**TASK INSTRUCTIONS**
Reproduce all of the data below line for line, with no changes.

begin

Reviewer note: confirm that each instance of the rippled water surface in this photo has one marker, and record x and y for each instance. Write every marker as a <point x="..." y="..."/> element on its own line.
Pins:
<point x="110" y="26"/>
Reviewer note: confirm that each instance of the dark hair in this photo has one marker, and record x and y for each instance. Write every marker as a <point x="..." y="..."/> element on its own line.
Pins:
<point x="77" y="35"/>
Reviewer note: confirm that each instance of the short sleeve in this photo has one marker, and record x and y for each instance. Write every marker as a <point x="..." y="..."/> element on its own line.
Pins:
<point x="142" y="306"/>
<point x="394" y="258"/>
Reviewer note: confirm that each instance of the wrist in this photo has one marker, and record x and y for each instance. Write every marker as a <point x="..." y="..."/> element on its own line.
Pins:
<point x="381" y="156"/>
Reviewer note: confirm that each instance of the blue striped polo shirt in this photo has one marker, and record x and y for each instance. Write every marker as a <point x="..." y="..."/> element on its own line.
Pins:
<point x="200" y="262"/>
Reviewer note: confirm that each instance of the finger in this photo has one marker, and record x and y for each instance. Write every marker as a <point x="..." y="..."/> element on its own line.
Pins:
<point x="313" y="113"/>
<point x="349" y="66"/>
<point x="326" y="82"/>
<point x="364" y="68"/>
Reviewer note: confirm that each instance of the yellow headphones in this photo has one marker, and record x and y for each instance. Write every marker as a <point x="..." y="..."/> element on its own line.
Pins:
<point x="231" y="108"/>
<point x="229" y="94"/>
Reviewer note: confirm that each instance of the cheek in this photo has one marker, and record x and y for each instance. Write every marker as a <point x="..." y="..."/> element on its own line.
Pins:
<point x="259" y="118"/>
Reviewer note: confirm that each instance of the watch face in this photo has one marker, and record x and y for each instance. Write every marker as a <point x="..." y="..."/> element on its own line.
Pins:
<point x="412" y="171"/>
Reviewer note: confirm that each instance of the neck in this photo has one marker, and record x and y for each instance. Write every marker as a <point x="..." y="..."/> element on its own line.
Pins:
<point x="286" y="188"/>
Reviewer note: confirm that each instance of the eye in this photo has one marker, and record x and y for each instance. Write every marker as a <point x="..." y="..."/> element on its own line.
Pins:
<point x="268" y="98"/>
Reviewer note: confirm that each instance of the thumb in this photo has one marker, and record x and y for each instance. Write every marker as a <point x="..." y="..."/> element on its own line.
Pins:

end

**TASK ANSWER**
Reviewer note: confirm that each instance of the rippled water surface in this photo has one marker, and record x and y for each instance. Write every marker as a <point x="..." y="..."/> element on its own line.
Pins:
<point x="110" y="26"/>
Reviewer note: confirm that each instance of the dark hair in this photo has one marker, and record x and y for each instance. Write every marker as a <point x="..." y="..."/> element on its own line.
Pins:
<point x="77" y="35"/>
Reviewer note: confirm that each instance of the short sleeve in this photo has one marker, and record x and y for each instance. Write every marker as a <point x="..." y="..."/> element on its own line.
Pins:
<point x="142" y="306"/>
<point x="394" y="258"/>
Reviewer note: confirm that each instance of the wrist in this photo has one marker, and record x and y for each instance. Write every marker as a <point x="..." y="..."/> element on its own line.
Pins:
<point x="381" y="156"/>
Reviewer note: confirm that each instance of the blue striped polo shirt in this photo has one marker, and record x and y for each instance. Write every marker as a <point x="..." y="..."/> element on its own line.
Pins:
<point x="200" y="262"/>
Reviewer note: confirm that each instance of the finger in this photo has one marker, and record x and y for each instance. Write every marker as a <point x="..." y="..."/> element on its own line.
Pins:
<point x="313" y="113"/>
<point x="349" y="66"/>
<point x="326" y="82"/>
<point x="364" y="68"/>
Reviewer note: confirm that each instance of the yellow headphones in this photo has one marker, and record x and y for each instance. Write every marker as a <point x="..." y="..."/> element on its own line.
Pins:
<point x="231" y="108"/>
<point x="229" y="94"/>
Reviewer note: confirm that each instance of the cheek in this photo has one marker, and record x and y for each instance. Write every marker as a <point x="..." y="..."/> element on its own line.
Pins:
<point x="259" y="118"/>
Reviewer note: confirm that each instance of the watch face in this photo has one marker, and record x and y for each instance. Write every marker as a <point x="..." y="..."/> element on its own line.
Pins:
<point x="412" y="171"/>
Reviewer note: confirm that each instance of the neck in this photo has one marker, and record x and y for each instance. Write every marker as a <point x="..." y="..."/> element on its own line.
Pins:
<point x="286" y="188"/>
Reviewer note: confirm that each instance of the eye in this photo has one marker, and record x and y for each instance. Write every marker as a <point x="..." y="..."/> element on its own line.
Pins:
<point x="268" y="98"/>
Reviewer note: confirm that each instance of the thumb in this photo has one marker, and record x and y for each instance. Write every marker as a <point x="..." y="..."/> element on its own line.
Pins:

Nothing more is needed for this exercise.